TASK OBJECTIVE = Could you return every one of the lines below word for word, leaving the pictures out of your answer?

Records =
* BEGIN *
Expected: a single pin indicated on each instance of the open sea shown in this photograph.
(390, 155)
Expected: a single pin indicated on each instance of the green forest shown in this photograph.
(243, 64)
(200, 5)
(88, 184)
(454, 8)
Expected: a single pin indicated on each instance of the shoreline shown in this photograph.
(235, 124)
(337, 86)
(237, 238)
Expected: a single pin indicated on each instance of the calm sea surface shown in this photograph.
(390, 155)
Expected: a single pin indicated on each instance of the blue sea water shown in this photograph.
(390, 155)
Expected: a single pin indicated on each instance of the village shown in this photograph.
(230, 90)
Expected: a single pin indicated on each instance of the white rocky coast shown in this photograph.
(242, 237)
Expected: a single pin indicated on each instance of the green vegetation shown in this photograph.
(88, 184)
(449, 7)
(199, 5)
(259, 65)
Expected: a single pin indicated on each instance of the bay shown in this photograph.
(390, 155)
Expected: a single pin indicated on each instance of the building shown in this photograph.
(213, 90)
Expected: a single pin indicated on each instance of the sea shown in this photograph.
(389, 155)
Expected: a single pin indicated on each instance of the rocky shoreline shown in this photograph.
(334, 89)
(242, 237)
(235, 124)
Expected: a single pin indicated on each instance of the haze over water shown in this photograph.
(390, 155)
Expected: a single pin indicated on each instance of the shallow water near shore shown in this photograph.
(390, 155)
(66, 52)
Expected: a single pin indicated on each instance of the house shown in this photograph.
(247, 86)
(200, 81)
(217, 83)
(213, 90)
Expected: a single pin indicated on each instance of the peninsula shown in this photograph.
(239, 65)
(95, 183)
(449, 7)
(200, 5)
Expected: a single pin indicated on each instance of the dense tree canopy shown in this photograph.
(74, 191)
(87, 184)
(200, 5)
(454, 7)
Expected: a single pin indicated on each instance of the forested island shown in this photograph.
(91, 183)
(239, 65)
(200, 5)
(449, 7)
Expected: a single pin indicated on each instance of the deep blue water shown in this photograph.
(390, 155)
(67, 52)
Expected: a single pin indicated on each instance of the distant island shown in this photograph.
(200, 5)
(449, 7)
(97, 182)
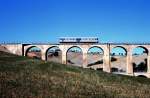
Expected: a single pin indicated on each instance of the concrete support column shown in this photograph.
(43, 56)
(129, 62)
(106, 59)
(64, 57)
(84, 59)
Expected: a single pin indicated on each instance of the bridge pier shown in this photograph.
(106, 61)
(129, 62)
(84, 59)
(148, 64)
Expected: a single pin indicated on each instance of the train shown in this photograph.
(78, 40)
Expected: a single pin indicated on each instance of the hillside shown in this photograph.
(22, 77)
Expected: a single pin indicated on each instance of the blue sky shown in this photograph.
(46, 20)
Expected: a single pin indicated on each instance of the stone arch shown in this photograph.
(143, 47)
(118, 61)
(36, 54)
(73, 56)
(95, 56)
(140, 59)
(54, 53)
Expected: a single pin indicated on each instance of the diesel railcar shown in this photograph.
(78, 40)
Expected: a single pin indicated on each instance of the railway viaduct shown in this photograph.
(21, 49)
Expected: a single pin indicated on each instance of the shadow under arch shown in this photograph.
* END *
REPLY =
Expected: a single pin indicated on each instance of the open sea shown in this photograph.
(390, 155)
Expected: a single pin indicated on each instance of the green forest shown in this photograph.
(243, 64)
(200, 5)
(88, 184)
(454, 8)
Expected: a single pin indicated on each instance of the shoreline shown in this photograph.
(235, 124)
(337, 86)
(237, 238)
Expected: a single pin indicated on each instance of the calm sea surface shown in this photograph.
(390, 155)
Expected: a single pin indicated on each instance of the blue sea water shown in this photograph.
(390, 155)
Expected: a single pin indicated on each instance of the village shown in this photograph.
(230, 90)
Expected: a single pin indicated on each instance of the white rocky coast shown in this photograph.
(242, 237)
Expected: a single pin indicated on each instance of the green vegetation shown in this photograph.
(88, 184)
(449, 7)
(199, 5)
(259, 65)
Expected: a single pin indicated on each instance of the bay shown in this photograph.
(390, 155)
Expected: a single pin indicated on each instance of the building shown in this photograph.
(213, 90)
Expected: a single pin indicated on each instance of the sea shown in this photograph.
(389, 155)
Expected: a single pin indicated on each instance of the rocky shoreline shown in this photograph.
(334, 89)
(242, 237)
(235, 124)
Expected: a single pin indicated on each instance of the haze over water shown in this photograph.
(390, 155)
Expected: a single pin indicated on each instance of the shallow water near shore shown in this photograph.
(390, 155)
(66, 52)
Expected: a single pin indicated on each instance of the house shown in this photograph.
(247, 86)
(200, 81)
(217, 83)
(213, 90)
Expected: a single pin indicated on each instance of the peninsula shown in this photograph.
(239, 65)
(95, 183)
(449, 7)
(200, 5)
Expected: a single pin indicated on each instance of the dense tree canopy shown in this photograph.
(74, 191)
(87, 184)
(200, 5)
(454, 7)
Expected: a single pin indicated on each instance of the forested island shown in this photograph.
(91, 183)
(239, 65)
(200, 5)
(449, 7)
Expected: a single pin indicated on each instance of the deep blue water shown in this photograph.
(390, 155)
(67, 52)
Expected: a single pin indicated on each instance of the distant island shown in this photograph.
(200, 5)
(449, 7)
(97, 182)
Expected: a single pin indicated on each instance of the concrete support column shown in this photograph.
(43, 56)
(129, 62)
(106, 59)
(64, 57)
(84, 59)
Expected: a single pin indicated on each instance of the bridge pier shown in this photograph.
(106, 61)
(129, 62)
(84, 59)
(148, 64)
Expected: a single pin indicated on each instance of the train shown in this photograph.
(78, 40)
Expected: a single pin indicated on each instance of the hillside shown in this photograph.
(22, 77)
Expected: a single pin indicated on each instance of the blue sky shown in this photograph.
(46, 20)
Expected: a single pin indicated on each instance of the stone arch shown in this photograph.
(143, 47)
(118, 61)
(36, 54)
(73, 56)
(95, 56)
(140, 59)
(54, 53)
Expected: a single pin indicated on each instance of the diesel railcar shown in this photograph.
(78, 40)
Expected: a single pin indicated on each instance of the railway viaduct shown in this photograph.
(21, 49)
Expected: a single pin indicated on each instance of the shadow under arch shown in this photograph.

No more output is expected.